Instructions to follow:
Every entry must be duplicated word for word.
-------- Provided records --------
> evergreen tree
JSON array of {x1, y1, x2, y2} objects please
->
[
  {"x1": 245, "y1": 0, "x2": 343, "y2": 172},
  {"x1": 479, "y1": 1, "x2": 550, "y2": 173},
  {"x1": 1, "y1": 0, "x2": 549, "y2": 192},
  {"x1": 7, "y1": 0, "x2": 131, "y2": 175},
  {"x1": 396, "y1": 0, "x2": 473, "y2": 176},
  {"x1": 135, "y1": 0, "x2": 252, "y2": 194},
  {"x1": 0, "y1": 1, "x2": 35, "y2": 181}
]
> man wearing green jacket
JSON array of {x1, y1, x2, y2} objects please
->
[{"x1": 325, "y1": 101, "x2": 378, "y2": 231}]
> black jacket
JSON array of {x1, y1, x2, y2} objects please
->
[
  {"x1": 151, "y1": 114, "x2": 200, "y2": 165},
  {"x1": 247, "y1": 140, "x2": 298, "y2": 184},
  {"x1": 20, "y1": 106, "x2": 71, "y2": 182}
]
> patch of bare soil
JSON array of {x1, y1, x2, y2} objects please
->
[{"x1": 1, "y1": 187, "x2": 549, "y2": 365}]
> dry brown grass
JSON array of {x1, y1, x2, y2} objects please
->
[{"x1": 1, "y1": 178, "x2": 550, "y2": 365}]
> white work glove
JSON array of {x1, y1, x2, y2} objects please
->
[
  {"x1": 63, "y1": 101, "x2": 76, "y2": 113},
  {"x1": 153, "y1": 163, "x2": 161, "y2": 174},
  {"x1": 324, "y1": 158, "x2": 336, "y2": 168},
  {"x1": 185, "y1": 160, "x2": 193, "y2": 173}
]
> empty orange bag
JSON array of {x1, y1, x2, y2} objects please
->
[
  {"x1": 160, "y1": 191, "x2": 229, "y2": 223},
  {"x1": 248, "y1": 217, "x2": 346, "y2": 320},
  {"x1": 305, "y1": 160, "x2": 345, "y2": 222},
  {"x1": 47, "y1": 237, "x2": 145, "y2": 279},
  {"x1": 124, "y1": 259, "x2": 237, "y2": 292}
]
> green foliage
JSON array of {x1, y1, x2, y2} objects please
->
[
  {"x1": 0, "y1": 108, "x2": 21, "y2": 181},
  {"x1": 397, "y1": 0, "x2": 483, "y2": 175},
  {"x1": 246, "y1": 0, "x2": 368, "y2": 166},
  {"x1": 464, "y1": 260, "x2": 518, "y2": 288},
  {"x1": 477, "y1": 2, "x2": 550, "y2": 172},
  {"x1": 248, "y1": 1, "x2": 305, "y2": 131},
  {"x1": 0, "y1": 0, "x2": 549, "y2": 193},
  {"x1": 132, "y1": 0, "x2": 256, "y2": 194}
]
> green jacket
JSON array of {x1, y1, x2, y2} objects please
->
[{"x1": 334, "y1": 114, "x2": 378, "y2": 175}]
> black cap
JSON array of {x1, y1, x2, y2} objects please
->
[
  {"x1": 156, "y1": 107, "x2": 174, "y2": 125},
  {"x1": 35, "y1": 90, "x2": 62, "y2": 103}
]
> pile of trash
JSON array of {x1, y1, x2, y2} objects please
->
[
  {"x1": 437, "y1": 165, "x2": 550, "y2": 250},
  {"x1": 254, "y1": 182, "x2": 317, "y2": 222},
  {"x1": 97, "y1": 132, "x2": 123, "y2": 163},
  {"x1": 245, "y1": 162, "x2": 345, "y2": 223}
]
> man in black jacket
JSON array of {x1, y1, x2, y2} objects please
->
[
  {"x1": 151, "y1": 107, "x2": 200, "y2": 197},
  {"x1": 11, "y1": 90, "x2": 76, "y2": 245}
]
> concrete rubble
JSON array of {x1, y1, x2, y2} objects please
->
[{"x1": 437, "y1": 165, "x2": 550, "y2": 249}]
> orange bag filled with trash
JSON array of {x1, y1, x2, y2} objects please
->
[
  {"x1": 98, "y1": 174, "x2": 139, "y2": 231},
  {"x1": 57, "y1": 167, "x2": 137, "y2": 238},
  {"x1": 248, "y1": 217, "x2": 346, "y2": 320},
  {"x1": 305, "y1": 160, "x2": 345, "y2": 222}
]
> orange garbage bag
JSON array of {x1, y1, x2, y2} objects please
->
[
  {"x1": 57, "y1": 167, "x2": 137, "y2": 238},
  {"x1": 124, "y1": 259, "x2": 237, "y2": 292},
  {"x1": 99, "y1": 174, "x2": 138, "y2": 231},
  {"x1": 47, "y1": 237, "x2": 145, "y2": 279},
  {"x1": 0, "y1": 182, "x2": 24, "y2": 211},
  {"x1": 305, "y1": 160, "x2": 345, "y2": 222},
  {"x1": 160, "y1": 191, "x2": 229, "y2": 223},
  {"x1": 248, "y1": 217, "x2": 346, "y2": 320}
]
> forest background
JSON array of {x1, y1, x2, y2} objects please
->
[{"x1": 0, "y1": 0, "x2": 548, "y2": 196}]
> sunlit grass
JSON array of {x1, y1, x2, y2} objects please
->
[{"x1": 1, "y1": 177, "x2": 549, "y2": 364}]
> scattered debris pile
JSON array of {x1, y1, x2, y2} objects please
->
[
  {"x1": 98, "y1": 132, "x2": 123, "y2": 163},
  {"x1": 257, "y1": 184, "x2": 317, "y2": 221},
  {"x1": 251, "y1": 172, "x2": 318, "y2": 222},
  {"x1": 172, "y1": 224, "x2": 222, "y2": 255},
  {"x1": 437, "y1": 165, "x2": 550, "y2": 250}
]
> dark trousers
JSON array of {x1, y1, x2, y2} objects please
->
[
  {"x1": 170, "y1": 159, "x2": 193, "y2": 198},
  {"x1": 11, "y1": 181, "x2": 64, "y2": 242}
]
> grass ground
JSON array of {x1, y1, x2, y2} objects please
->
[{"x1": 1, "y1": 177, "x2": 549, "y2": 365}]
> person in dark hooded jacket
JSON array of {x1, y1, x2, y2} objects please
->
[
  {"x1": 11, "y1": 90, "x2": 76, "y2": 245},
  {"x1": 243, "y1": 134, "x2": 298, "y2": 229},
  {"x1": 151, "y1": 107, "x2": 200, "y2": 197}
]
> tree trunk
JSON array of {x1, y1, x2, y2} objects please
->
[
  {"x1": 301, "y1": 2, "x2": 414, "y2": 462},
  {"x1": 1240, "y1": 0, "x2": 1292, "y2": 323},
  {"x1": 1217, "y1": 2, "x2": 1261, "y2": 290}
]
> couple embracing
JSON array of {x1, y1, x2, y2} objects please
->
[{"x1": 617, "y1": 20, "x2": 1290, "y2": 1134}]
--------
Written response:
> evergreen tree
JSON array of {x1, y1, x2, y2} objects please
->
[
  {"x1": 245, "y1": 0, "x2": 343, "y2": 172},
  {"x1": 479, "y1": 1, "x2": 550, "y2": 173},
  {"x1": 1, "y1": 0, "x2": 549, "y2": 192},
  {"x1": 7, "y1": 0, "x2": 131, "y2": 175},
  {"x1": 396, "y1": 0, "x2": 473, "y2": 176},
  {"x1": 135, "y1": 0, "x2": 252, "y2": 194},
  {"x1": 0, "y1": 1, "x2": 35, "y2": 181}
]
> man wearing green jacket
JSON array of {x1, y1, x2, y2} objects please
->
[{"x1": 325, "y1": 101, "x2": 378, "y2": 231}]
> black jacket
JSON array of {x1, y1, x2, y2} objects please
->
[
  {"x1": 151, "y1": 114, "x2": 200, "y2": 165},
  {"x1": 247, "y1": 140, "x2": 298, "y2": 184},
  {"x1": 20, "y1": 106, "x2": 71, "y2": 182}
]
> patch of bare soil
JSON array of {x1, y1, x2, y2} objects please
->
[{"x1": 1, "y1": 187, "x2": 549, "y2": 365}]
> dry brown grass
JSON array of {x1, y1, x2, y2} objects please
->
[{"x1": 1, "y1": 178, "x2": 550, "y2": 365}]
> white work glove
JSON array of {x1, y1, x2, y2} objects please
->
[
  {"x1": 63, "y1": 101, "x2": 76, "y2": 113},
  {"x1": 153, "y1": 163, "x2": 161, "y2": 174},
  {"x1": 324, "y1": 158, "x2": 336, "y2": 168},
  {"x1": 185, "y1": 160, "x2": 193, "y2": 173}
]
> empty orange bag
JSON array of {x1, y1, x2, y2} objects please
->
[
  {"x1": 160, "y1": 191, "x2": 229, "y2": 223},
  {"x1": 248, "y1": 217, "x2": 346, "y2": 320},
  {"x1": 305, "y1": 160, "x2": 345, "y2": 222},
  {"x1": 47, "y1": 237, "x2": 145, "y2": 279},
  {"x1": 124, "y1": 259, "x2": 237, "y2": 292}
]
> green foliage
JSON array of {x1, y1, x2, y2} objects please
->
[
  {"x1": 0, "y1": 108, "x2": 21, "y2": 181},
  {"x1": 397, "y1": 0, "x2": 483, "y2": 175},
  {"x1": 246, "y1": 0, "x2": 368, "y2": 166},
  {"x1": 464, "y1": 260, "x2": 518, "y2": 288},
  {"x1": 477, "y1": 2, "x2": 550, "y2": 172},
  {"x1": 248, "y1": 1, "x2": 305, "y2": 131},
  {"x1": 0, "y1": 0, "x2": 549, "y2": 193},
  {"x1": 132, "y1": 0, "x2": 256, "y2": 194}
]
> green jacket
JSON array of {x1, y1, x2, y2} objects please
->
[{"x1": 334, "y1": 114, "x2": 378, "y2": 175}]
> black cap
JSON array of {x1, y1, x2, y2} objects please
->
[
  {"x1": 156, "y1": 107, "x2": 174, "y2": 125},
  {"x1": 35, "y1": 90, "x2": 62, "y2": 103}
]
> pile of trash
JSON array of {x1, y1, x2, y2} objects please
->
[
  {"x1": 437, "y1": 165, "x2": 550, "y2": 250},
  {"x1": 254, "y1": 182, "x2": 317, "y2": 222},
  {"x1": 97, "y1": 132, "x2": 123, "y2": 163},
  {"x1": 245, "y1": 162, "x2": 345, "y2": 223}
]
> man in black jacket
JSON array of {x1, y1, x2, y2} objects please
->
[
  {"x1": 151, "y1": 107, "x2": 200, "y2": 197},
  {"x1": 11, "y1": 90, "x2": 76, "y2": 245}
]
> concrete rubble
JSON array of {x1, y1, x2, y2} objects please
->
[{"x1": 437, "y1": 165, "x2": 550, "y2": 249}]
> orange bag filled with trash
JSON array of {x1, y1, x2, y2} objects please
->
[
  {"x1": 98, "y1": 174, "x2": 139, "y2": 231},
  {"x1": 57, "y1": 167, "x2": 137, "y2": 238},
  {"x1": 248, "y1": 217, "x2": 346, "y2": 320},
  {"x1": 305, "y1": 160, "x2": 345, "y2": 222}
]
> orange garbage bag
JSON array of {x1, y1, x2, y2} objects please
->
[
  {"x1": 57, "y1": 167, "x2": 137, "y2": 238},
  {"x1": 124, "y1": 259, "x2": 237, "y2": 292},
  {"x1": 99, "y1": 174, "x2": 138, "y2": 231},
  {"x1": 47, "y1": 237, "x2": 145, "y2": 279},
  {"x1": 0, "y1": 182, "x2": 24, "y2": 211},
  {"x1": 305, "y1": 160, "x2": 345, "y2": 222},
  {"x1": 160, "y1": 191, "x2": 229, "y2": 223},
  {"x1": 248, "y1": 217, "x2": 346, "y2": 320}
]
> forest background
JSON array of {x1, y1, x2, y2} objects please
->
[{"x1": 0, "y1": 0, "x2": 548, "y2": 196}]
> sunlit grass
JSON array of {x1, y1, x2, y2} objects please
->
[{"x1": 1, "y1": 177, "x2": 549, "y2": 364}]
> scattered debris pile
JSON array of {x1, y1, x2, y2} objects please
->
[
  {"x1": 98, "y1": 132, "x2": 123, "y2": 163},
  {"x1": 257, "y1": 184, "x2": 317, "y2": 221},
  {"x1": 251, "y1": 172, "x2": 318, "y2": 222},
  {"x1": 172, "y1": 224, "x2": 222, "y2": 255},
  {"x1": 437, "y1": 165, "x2": 550, "y2": 250}
]
> dark trousers
JSON array of {x1, y1, x2, y2} objects please
->
[
  {"x1": 170, "y1": 159, "x2": 193, "y2": 198},
  {"x1": 11, "y1": 181, "x2": 64, "y2": 242}
]
> grass ground
JSON array of {x1, y1, x2, y2} objects please
->
[{"x1": 1, "y1": 177, "x2": 549, "y2": 365}]
> person in dark hooded jacket
JSON array of {x1, y1, x2, y2} objects please
->
[
  {"x1": 11, "y1": 90, "x2": 76, "y2": 245},
  {"x1": 243, "y1": 134, "x2": 298, "y2": 229},
  {"x1": 151, "y1": 107, "x2": 200, "y2": 197}
]
> tree trunk
JSON array of {x1, y1, x2, y2} objects please
->
[
  {"x1": 301, "y1": 2, "x2": 414, "y2": 462},
  {"x1": 1240, "y1": 0, "x2": 1292, "y2": 323},
  {"x1": 1217, "y1": 2, "x2": 1261, "y2": 290}
]
> couple embracing
JSON array of {x1, y1, x2, y2} objects please
->
[{"x1": 617, "y1": 20, "x2": 1290, "y2": 1134}]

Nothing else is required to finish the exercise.